[Dataset extract start]

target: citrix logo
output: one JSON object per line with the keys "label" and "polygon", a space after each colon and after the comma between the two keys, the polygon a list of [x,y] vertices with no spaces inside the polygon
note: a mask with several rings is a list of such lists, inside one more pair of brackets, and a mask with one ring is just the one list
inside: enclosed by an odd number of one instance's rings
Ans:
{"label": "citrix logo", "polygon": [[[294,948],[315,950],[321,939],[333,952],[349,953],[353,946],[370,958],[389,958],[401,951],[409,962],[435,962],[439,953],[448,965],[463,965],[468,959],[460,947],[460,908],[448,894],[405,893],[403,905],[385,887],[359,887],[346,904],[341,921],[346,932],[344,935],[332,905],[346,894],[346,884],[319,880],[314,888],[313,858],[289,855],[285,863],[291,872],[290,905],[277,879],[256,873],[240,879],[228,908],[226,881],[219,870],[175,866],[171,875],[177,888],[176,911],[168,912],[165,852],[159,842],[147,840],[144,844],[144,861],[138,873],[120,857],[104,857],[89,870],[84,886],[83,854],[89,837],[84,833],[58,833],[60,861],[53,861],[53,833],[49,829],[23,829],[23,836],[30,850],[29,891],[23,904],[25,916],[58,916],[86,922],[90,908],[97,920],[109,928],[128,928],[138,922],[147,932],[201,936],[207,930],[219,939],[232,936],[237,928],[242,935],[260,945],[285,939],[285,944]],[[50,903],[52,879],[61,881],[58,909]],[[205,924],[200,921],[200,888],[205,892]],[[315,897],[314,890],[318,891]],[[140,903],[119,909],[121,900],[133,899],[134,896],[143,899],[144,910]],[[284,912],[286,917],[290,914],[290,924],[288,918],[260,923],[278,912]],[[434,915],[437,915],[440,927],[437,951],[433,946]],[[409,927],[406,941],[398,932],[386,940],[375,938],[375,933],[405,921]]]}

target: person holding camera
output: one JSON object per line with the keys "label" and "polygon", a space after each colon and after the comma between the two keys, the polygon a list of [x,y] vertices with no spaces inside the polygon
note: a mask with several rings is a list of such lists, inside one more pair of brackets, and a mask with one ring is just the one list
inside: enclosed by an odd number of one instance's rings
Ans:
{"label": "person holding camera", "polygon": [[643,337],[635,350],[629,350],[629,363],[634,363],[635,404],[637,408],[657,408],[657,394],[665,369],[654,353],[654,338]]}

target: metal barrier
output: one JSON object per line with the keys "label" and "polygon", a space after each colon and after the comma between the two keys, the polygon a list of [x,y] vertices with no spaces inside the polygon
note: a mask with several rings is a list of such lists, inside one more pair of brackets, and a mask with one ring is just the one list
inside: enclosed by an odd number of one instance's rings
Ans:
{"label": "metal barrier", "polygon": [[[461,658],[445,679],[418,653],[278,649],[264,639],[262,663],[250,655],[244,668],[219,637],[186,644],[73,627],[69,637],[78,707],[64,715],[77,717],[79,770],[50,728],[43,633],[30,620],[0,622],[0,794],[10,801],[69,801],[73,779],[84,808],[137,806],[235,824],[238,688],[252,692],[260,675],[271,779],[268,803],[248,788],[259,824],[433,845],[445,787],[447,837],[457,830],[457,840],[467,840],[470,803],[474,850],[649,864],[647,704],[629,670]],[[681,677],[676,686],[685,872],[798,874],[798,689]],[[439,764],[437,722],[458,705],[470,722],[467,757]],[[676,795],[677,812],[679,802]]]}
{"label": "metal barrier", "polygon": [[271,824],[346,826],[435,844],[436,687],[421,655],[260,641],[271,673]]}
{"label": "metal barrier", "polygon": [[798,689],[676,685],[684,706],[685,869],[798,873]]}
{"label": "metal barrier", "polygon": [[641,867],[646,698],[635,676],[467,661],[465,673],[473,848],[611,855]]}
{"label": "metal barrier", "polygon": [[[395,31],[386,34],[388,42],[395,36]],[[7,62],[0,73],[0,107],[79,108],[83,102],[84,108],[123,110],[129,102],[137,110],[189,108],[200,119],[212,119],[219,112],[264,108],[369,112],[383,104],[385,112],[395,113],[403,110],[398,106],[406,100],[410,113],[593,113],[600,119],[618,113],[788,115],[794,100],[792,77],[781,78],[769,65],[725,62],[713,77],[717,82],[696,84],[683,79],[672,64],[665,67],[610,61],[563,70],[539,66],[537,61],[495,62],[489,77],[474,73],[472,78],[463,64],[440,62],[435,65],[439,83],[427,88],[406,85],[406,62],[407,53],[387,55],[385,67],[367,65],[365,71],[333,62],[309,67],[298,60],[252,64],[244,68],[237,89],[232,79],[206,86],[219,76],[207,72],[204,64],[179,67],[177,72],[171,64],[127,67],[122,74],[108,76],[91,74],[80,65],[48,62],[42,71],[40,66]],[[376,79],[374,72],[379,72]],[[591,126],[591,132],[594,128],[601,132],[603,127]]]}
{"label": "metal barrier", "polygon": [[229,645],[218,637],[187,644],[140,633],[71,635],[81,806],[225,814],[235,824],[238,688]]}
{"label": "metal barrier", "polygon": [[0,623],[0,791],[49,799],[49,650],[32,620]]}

[Dataset extract end]

▶ [What the exercise asks]
Go through the material above line by line and copy it exactly.

▶ [Expected answer]
target: citrix logo
output: one JSON object per line with the keys "label" and "polygon", a space after each colon and after the comma between the two keys, the polygon a list of [x,y] vertices with no spaces inside the polygon
note: a mask with several rings is a list of such lists, inside one more pair of brackets, and a mask with one ring is just the one list
inside: enclosed by an odd number of one instance's rings
Ans:
{"label": "citrix logo", "polygon": [[[294,948],[315,950],[321,939],[333,952],[349,953],[353,946],[370,958],[389,958],[401,951],[409,962],[435,962],[439,953],[448,965],[463,965],[468,959],[460,947],[460,908],[448,894],[405,893],[403,905],[385,887],[359,887],[346,904],[341,921],[346,932],[344,935],[332,905],[346,894],[346,884],[319,880],[314,888],[313,858],[289,855],[285,863],[291,872],[290,905],[277,879],[256,873],[240,879],[228,908],[226,881],[219,870],[175,866],[171,875],[177,888],[176,911],[168,912],[165,852],[159,842],[147,840],[144,844],[144,861],[138,873],[120,857],[104,857],[89,870],[84,886],[83,854],[89,837],[84,833],[58,833],[60,861],[53,861],[53,833],[49,829],[23,829],[23,836],[30,850],[29,891],[23,904],[25,916],[58,916],[86,922],[90,908],[97,920],[109,928],[128,928],[138,922],[147,932],[201,936],[207,930],[219,939],[232,936],[237,928],[242,935],[260,945],[285,939],[285,944]],[[50,903],[52,879],[61,881],[58,909]],[[205,924],[200,921],[200,888],[205,892]],[[315,897],[314,890],[318,891]],[[140,903],[119,909],[121,900],[133,899],[134,896],[143,899],[144,910]],[[284,912],[286,917],[290,914],[290,924],[288,918],[260,923],[278,912]],[[434,915],[437,915],[440,927],[437,951],[433,946]],[[409,927],[406,941],[398,932],[386,940],[375,938],[375,933],[405,921]]]}

target: person holding camera
output: one JSON object per line with the keys "label" and "polygon", a space after each colon and after the comma between the two keys, the polygon a list of [x,y] vertices with no spaces inside the polygon
note: a mask with several rings is a list of such lists, inside one more pair of brackets, and a mask with one ring is just the one list
inside: enclosed by an odd number of one instance's rings
Ans:
{"label": "person holding camera", "polygon": [[643,337],[635,350],[629,350],[629,363],[634,363],[635,404],[637,408],[657,408],[657,394],[665,369],[654,353],[654,338]]}

target: metal barrier
output: one JSON object per line with the keys "label" and "polygon", a space after each colon and after the comma between the two keys, the polygon a list of [x,y] vertices with no spaces inside the polygon
note: a mask with several rings is a list of such lists, inside one more pair of brackets, and a mask with one ring is just the one list
inside: enclosed by an odd number of one instance's rings
Ans:
{"label": "metal barrier", "polygon": [[[461,658],[445,679],[418,653],[278,649],[264,639],[262,663],[250,655],[244,668],[219,637],[186,644],[73,627],[69,637],[78,707],[64,715],[77,717],[79,770],[50,728],[43,633],[30,620],[0,622],[0,794],[10,801],[69,801],[73,779],[84,808],[137,806],[235,824],[238,688],[252,692],[260,675],[271,779],[268,803],[248,788],[259,824],[433,845],[445,787],[447,837],[457,830],[457,840],[467,840],[470,803],[474,850],[649,864],[647,704],[629,670]],[[681,677],[676,686],[685,872],[798,874],[798,689]],[[439,764],[437,722],[458,705],[470,722],[467,757]],[[676,795],[677,812],[679,802]]]}
{"label": "metal barrier", "polygon": [[271,824],[346,826],[435,844],[436,687],[421,655],[260,641],[271,673]]}
{"label": "metal barrier", "polygon": [[798,689],[676,685],[684,706],[685,869],[798,873]]}
{"label": "metal barrier", "polygon": [[641,867],[646,698],[635,676],[467,661],[465,673],[473,848],[611,855]]}
{"label": "metal barrier", "polygon": [[[395,31],[386,34],[388,42],[395,36]],[[7,62],[0,73],[0,107],[79,108],[83,102],[84,108],[123,110],[129,102],[137,110],[189,108],[200,119],[212,119],[219,112],[264,108],[369,112],[383,104],[385,112],[395,113],[403,110],[398,106],[406,100],[410,113],[593,113],[600,119],[618,113],[788,115],[794,100],[792,77],[781,78],[769,65],[725,62],[713,77],[717,82],[696,84],[683,79],[672,64],[665,67],[610,61],[563,70],[539,66],[537,61],[495,62],[489,77],[474,73],[472,78],[463,64],[440,62],[435,65],[439,83],[427,88],[406,85],[406,62],[407,53],[387,55],[385,67],[367,65],[365,71],[333,62],[309,67],[298,60],[252,64],[244,68],[237,89],[232,79],[206,86],[219,76],[207,72],[204,64],[179,67],[177,72],[171,64],[127,67],[122,74],[108,76],[91,74],[80,65],[48,62],[42,71],[40,66]],[[376,79],[374,72],[379,72]],[[591,126],[591,132],[594,128],[601,132],[603,127]]]}
{"label": "metal barrier", "polygon": [[229,645],[218,637],[187,644],[140,633],[71,635],[81,806],[225,814],[235,824],[238,688]]}
{"label": "metal barrier", "polygon": [[0,623],[0,791],[49,799],[49,650],[32,620]]}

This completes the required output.